Goal of the exercise:
Revise every one of the records below by replacing "In this practice step" with "For this exercise" and leaving all other text as it is.

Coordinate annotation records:
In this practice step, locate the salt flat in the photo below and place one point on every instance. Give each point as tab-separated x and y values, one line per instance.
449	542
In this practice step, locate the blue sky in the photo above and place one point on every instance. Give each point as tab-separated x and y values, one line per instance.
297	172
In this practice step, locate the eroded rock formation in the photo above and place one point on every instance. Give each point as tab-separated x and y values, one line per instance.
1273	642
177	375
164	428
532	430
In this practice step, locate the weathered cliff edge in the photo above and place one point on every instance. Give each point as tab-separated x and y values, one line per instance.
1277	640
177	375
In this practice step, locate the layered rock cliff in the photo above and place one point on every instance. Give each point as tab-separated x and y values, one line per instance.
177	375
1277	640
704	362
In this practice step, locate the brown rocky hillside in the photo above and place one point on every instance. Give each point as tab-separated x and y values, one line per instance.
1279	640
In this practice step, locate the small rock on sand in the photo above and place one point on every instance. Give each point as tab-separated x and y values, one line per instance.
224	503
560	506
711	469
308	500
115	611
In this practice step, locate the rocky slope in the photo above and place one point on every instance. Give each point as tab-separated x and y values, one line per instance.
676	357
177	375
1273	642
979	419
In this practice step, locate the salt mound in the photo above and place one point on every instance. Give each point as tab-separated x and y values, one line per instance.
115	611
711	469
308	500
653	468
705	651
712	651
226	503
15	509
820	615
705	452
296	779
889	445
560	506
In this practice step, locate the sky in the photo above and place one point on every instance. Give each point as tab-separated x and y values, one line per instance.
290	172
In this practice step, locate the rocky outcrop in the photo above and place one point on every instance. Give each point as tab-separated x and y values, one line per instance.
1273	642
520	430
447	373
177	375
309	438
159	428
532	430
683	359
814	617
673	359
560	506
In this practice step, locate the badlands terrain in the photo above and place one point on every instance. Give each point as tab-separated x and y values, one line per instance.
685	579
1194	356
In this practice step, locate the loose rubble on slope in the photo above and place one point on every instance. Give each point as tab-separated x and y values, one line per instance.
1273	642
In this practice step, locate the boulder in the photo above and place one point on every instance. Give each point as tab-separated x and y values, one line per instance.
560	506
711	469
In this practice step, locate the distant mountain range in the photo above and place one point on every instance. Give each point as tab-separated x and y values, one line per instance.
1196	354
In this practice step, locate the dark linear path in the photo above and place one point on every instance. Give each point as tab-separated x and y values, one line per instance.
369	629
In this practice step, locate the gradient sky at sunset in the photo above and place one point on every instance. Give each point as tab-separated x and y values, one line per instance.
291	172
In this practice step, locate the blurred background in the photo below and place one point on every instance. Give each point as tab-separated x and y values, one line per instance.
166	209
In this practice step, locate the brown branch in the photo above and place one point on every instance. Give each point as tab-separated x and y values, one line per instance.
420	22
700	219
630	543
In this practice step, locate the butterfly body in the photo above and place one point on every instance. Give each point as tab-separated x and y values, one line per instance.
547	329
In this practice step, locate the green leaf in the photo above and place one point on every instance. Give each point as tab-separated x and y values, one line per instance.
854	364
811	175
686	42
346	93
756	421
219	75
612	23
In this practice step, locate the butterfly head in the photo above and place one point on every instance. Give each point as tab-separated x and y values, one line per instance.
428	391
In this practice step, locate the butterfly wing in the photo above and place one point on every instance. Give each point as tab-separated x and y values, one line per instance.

Response:
For this exercise, locate the salt flat in the photo below and place one point on every instance. Give each point as tab-separated x and y values, one line per instance.
449	542
For this exercise, locate the blue sky in the photo above and place one point on every instance. Give each point as tab-separated x and y values, one line per instance.
297	172
For this exercise, locate the eroded rock formation in the photo above and place one point on every instance. Give each point as tab-separated x and y values, one line per instance.
1273	642
177	375
164	428
532	430
For this exercise, locate the weathered cliff edge in the photo above and place one point on every instance. Give each point as tab-separated x and y values, one line per instance.
1277	640
177	375
For this exercise, locate the layered rock cliff in the photo above and place one point on every instance. Give each point as tab-separated x and y values, one line per instance.
177	375
1277	640
704	362
For this exercise, locate the brown rocky hillside in the photo above and place one point on every instance. Give each point as tab-separated x and y values, one line per instance.
1279	640
For this exercise, locate the small rock on sand in the photo above and place one point on every instance. Give each point as tab-separated x and y values, one line per instance.
224	503
560	506
711	469
308	500
115	611
For this exercise, locate the rocky slope in the photo above and place one point on every instance. Give each point as tab-separated x and y values, one line per instance.
676	357
177	375
1273	642
979	419
For this exercise, locate the salt mound in the photo above and place one point on every instance. Give each point as tab-separated x and y values, one line per instance.
115	611
711	469
308	500
653	468
705	651
712	651
226	503
15	509
820	615
705	452
296	779
889	445
560	506
For this exercise, locate the sky in the photo above and place one point on every instance. Give each point as tab-separated x and y values, one line per instance.
290	172
For this exercise, locate the rocky outcrop in the photo above and place one point on every instance. Give each point as tab-separated x and y values, one line per instance.
1273	642
520	430
447	373
177	375
309	438
159	428
532	430
683	359
814	617
673	359
560	506
For this exercise, locate the badlands terrain in the photo above and place one point on every instance. Give each point as tab-separated x and y values, one line per instance.
685	579
1194	356
For this exercise, locate the loose rubble on slope in the photo above and place one point on every instance. Give each point as tab-separated x and y values, one line per instance.
1273	642
For this exercise, locate the boulder in the photo above and place one point on every instance. Give each point as tab-separated x and y values, one line per instance.
560	506
711	469
For this exercise, locate the distant mountain range in the photo above and place one point on every instance. Give each point as tab-separated x and y values, one line per instance.
1196	354
For this exercise, locate the dark linear path in the photo above and place one point on every instance. Give each point as tab-separated x and y values, one line per instance.
369	629
For this exercise, locate the gradient sky at sunset in the photo above and place one point on every instance. Give each point as tab-separated x and y values, one line per instance.
291	172
For this exercise, locate the blurred background in the photo below and place one point on every instance. Give each point as tab-separated x and y values, one line per instance.
166	209
For this exercise, locate the brown branch in the photo above and place one point on every instance. Give each point as tab-separated x and y values, one line per instance.
420	22
700	219
630	543
For this exercise, locate the butterfly body in the photo above and place one point on every instance. Give each point as tab-separated x and y values, one line per instance.
547	329
For this exercise, locate the green leaf in the photo above and place one point on every instance. Give each point as tab-separated x and y values, one line per instance.
854	364
811	175
686	42
346	93
756	421
219	75
612	23
For this exercise, locate the butterfly head in the photo above and place one point on every instance. Give each point as tab-separated x and y values, one line per instance.
428	391
For this exercise, locate the butterfly wing in the photo above and place one point on every instance. Give each point as tab-separated x and y values, one line per instance.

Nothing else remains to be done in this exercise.